Task description -> Copy every item below word for word, but leave out the pictures.

Items in a dataset:

◇ ◇ ◇ ◇ ◇ ◇ ◇

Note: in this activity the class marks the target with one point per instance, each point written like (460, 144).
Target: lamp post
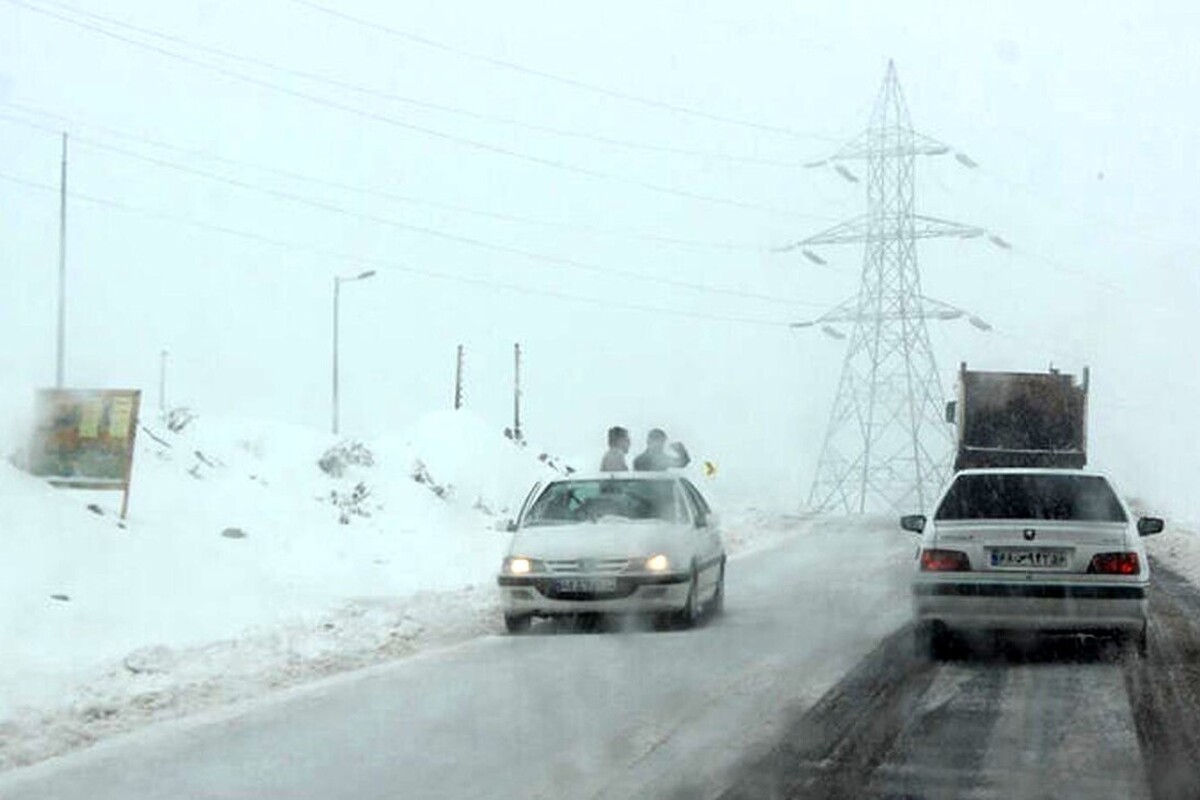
(337, 290)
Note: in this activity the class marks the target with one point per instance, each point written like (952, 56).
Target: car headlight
(517, 565)
(659, 563)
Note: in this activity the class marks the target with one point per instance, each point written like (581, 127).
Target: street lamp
(337, 290)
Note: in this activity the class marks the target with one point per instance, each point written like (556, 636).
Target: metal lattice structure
(887, 445)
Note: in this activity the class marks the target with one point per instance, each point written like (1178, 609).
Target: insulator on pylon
(978, 323)
(829, 330)
(845, 173)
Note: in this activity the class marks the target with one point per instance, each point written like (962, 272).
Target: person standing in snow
(655, 456)
(618, 445)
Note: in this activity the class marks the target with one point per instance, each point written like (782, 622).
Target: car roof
(1030, 470)
(657, 475)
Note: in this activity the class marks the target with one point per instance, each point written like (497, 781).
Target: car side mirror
(1150, 525)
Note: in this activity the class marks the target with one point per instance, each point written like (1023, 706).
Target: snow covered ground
(235, 573)
(245, 567)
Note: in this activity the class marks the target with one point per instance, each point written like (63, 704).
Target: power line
(388, 265)
(424, 103)
(418, 128)
(370, 191)
(558, 78)
(321, 205)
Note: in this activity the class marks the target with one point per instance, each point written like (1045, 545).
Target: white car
(613, 543)
(1035, 549)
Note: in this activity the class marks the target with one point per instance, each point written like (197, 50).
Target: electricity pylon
(887, 445)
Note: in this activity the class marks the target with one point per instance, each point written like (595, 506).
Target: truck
(1019, 419)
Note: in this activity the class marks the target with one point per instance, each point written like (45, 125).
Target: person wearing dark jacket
(618, 445)
(655, 456)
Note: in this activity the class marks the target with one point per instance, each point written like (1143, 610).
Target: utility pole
(516, 394)
(887, 444)
(162, 383)
(63, 271)
(457, 380)
(337, 292)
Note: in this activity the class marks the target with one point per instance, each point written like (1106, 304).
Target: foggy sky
(1079, 114)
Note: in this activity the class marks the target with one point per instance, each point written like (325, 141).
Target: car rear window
(1084, 498)
(570, 501)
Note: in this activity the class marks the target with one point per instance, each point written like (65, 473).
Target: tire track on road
(1164, 689)
(833, 749)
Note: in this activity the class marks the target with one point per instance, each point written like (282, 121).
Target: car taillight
(1115, 564)
(934, 560)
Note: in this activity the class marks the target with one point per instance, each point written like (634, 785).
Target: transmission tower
(887, 445)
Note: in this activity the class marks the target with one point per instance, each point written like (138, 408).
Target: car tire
(691, 611)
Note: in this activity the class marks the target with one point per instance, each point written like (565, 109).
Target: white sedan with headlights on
(1030, 549)
(613, 543)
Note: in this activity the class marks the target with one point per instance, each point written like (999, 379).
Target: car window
(573, 501)
(1084, 498)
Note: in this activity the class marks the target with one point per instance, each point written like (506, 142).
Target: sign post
(84, 439)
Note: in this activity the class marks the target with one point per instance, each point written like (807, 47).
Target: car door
(709, 547)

◇ ◇ ◇ ◇ ◇ ◇ ◇

Written answer ->
Note: in this activity the class marks the target with one point per instance, each point written like (460, 144).
Target: lamp post
(337, 290)
Note: in this activity the class marks the target with one point per instance, each point written like (952, 56).
Target: car headlight
(517, 565)
(659, 563)
Note: in this activity the class marks the target with one point per instance, each point written like (581, 127).
Target: street lamp
(337, 290)
Note: in this activity the class marks the target with one point per instance, each point written like (556, 636).
Target: metal lattice structure
(887, 445)
Note: in this activity the class marks the target with one point per instance, each point written like (1178, 609).
Target: insulator on pylon
(978, 323)
(829, 330)
(845, 173)
Note: in this activity the class marks the target with one point per instance, each point written like (962, 272).
Target: person standing in snow
(655, 456)
(618, 445)
Note: in this activity the class marks the target with one point per instance, each point written like (782, 622).
Target: car roof
(1030, 470)
(657, 475)
Note: in this activity the class marks the target with one point per instance, each point written like (497, 781).
Target: car side mirror
(1150, 525)
Note: in this activity the class marks the target with one point per instance, each point written like (1023, 706).
Target: snow covered ground
(235, 573)
(245, 567)
Note: in this activity the class marks the target with one point per instance, each point written like (63, 704).
Target: power line
(388, 265)
(424, 103)
(418, 128)
(370, 191)
(558, 78)
(321, 205)
Note: in this activity the class marks the target with one point per instance, each point written like (1045, 545).
Target: white car
(613, 543)
(1035, 549)
Note: in this activity the class marks the target with one point per instance, each point written like (197, 50).
Target: electricity pylon
(887, 445)
Note: in this activity the class marks the target with one point per instance, each point written like (595, 506).
Target: truck
(1019, 419)
Note: in this activity the class marks the target with one point per instance, each point written like (45, 125).
Target: person wearing dark jacket
(618, 445)
(655, 456)
Note: in this activity the class marks the target with one point per instance, each point written like (1143, 610).
Target: utility pole
(516, 394)
(887, 444)
(162, 383)
(63, 271)
(457, 380)
(337, 292)
Note: in this activity the class marks the target with one point per instance, each point written like (1106, 304).
Target: foggy sky
(1079, 114)
Note: in this activity the class marks the target with one point per instance, each point written like (325, 141).
Target: car rear window
(1084, 498)
(570, 501)
Note: in this activity the class marks the target with one point per instance, each point written like (65, 473).
Target: tire track on road
(1164, 689)
(833, 749)
Note: in this activity the class marks the target with one point per instance, each point written like (282, 121).
Target: car taillight
(1115, 564)
(934, 560)
Note: in this activity the class marks the target with one point per instance, each point written like (634, 785).
Target: transmission tower
(887, 445)
Note: in this activity the class marks the target with one point per instance, each point written like (138, 408).
Target: car tire
(691, 611)
Note: in this activity the class marks the target with one point per instance, each point written like (565, 109).
Target: white sedan with headlights on
(1030, 549)
(613, 543)
Note: in this activity the class marks the target with one point per instance, each point written like (999, 379).
Target: car window
(573, 501)
(1084, 498)
Note: in this activity the class marks the target with one point per instance, each point written like (506, 142).
Target: sign post
(84, 439)
Note: in this activity the class marks the target with one point per instance, each point written like (807, 47).
Target: car door
(709, 547)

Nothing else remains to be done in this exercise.